**Description of the task**
Copy every one of the records below line for line, omitting the pictures.

** Start Data for this task **

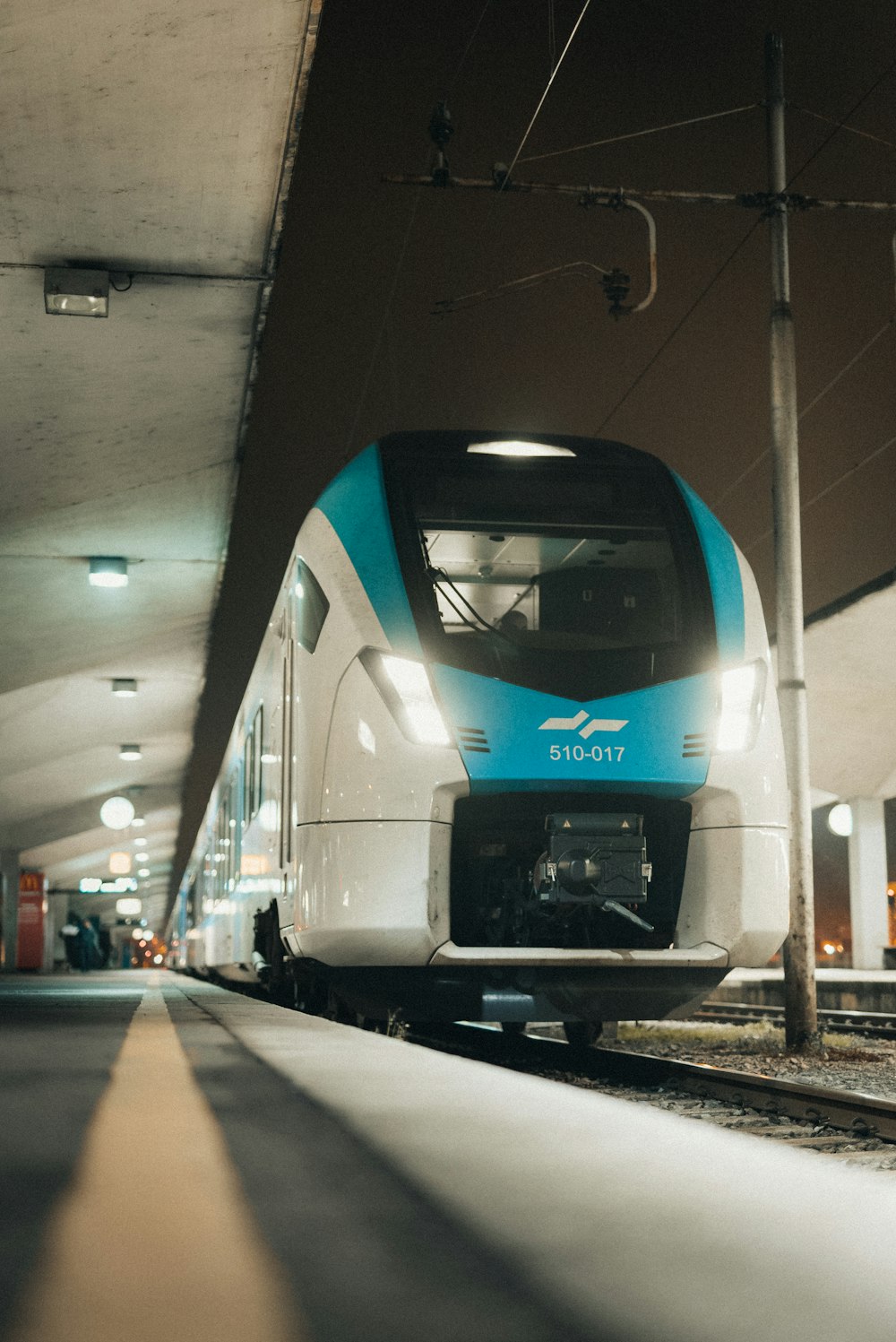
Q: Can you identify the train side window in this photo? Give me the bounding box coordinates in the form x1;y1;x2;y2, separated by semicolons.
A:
252;705;264;815
295;559;330;653
243;732;254;826
243;705;264;828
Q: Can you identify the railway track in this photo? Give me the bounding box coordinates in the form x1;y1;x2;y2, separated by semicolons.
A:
691;1002;896;1039
408;1026;896;1173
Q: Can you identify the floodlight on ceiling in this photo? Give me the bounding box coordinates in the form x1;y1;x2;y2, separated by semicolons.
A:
467;437;575;456
43;265;108;316
99;797;134;829
828;801;853;839
87;554;127;586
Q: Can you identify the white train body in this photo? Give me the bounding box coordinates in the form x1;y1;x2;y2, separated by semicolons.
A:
172;434;788;1020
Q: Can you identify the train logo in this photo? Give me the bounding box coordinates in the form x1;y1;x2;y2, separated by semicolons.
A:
538;708;629;740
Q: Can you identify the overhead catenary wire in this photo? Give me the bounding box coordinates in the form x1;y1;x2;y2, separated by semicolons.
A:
345;0;504;459
745;434;896;554
596;50;896;435
712;316;896;508
519;102;761;164
444;0;492;102
788;102;896;157
500;0;591;191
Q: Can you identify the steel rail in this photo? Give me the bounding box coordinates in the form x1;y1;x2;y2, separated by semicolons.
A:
691;1002;896;1039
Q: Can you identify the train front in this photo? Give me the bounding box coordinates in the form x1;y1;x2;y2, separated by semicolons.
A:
316;434;788;1021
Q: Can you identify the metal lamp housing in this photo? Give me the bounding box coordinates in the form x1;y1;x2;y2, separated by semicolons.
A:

** End Data for this task **

**Answer to this task**
Q: Can you identify the train side window in this photo? Give me the bounding box coordinates in the form x1;y1;x2;y2, separated by semicolons.
A:
252;705;264;815
295;559;330;653
243;732;254;826
243;705;264;828
Q: Can you identify the railway track in this photo? Give me the bounding box coordinates in the form x1;y1;x2;y2, separated by semicolons.
A:
691;1002;896;1039
408;1026;896;1173
Q: Can you identify the floodlight on ceiling in this photo? Give me the bounding box coordinates in the form x1;y1;x2;y2, separated by semicolons.
A:
467;437;575;456
43;265;108;316
99;797;134;829
828;801;853;839
87;554;127;586
Q: Can you identify the white train body in this photo? Give me the bounding box coordinates in the form x1;y1;x2;y2, separated by semicolons.
A:
172;434;788;1020
Q: Can you identify the train logo in this photo? Give me the bounding box coordinates in the form x1;y1;x2;y2, separated by semicolons.
A:
538;708;629;740
Q: Can you identify the overhead catenary wire in this photo? Give me the bounding box coordinates in the form x1;y1;x2;y2, separated by semicolons.
A:
345;0;504;459
745;434;896;554
596;50;896;435
712;316;896;508
519;102;761;164
444;0;492;102
788;102;896;157
500;0;591;191
Q: Can you identify the steel rail in this photo? Give me the bounding box coordinates in the form x1;y1;x2;y2, separated by semicolons.
A:
691;1002;896;1039
Q: Can you identify the train front in this photo? Give me the bounding box coordinates in the form x1;y1;x2;y2, separated by semicolons.
A:
316;434;788;1021
Q: Can you identify the metal lamp housing in this photo? Give me the bounding box coordinates in the form x1;y1;x2;y2, separated by semicolons.
A:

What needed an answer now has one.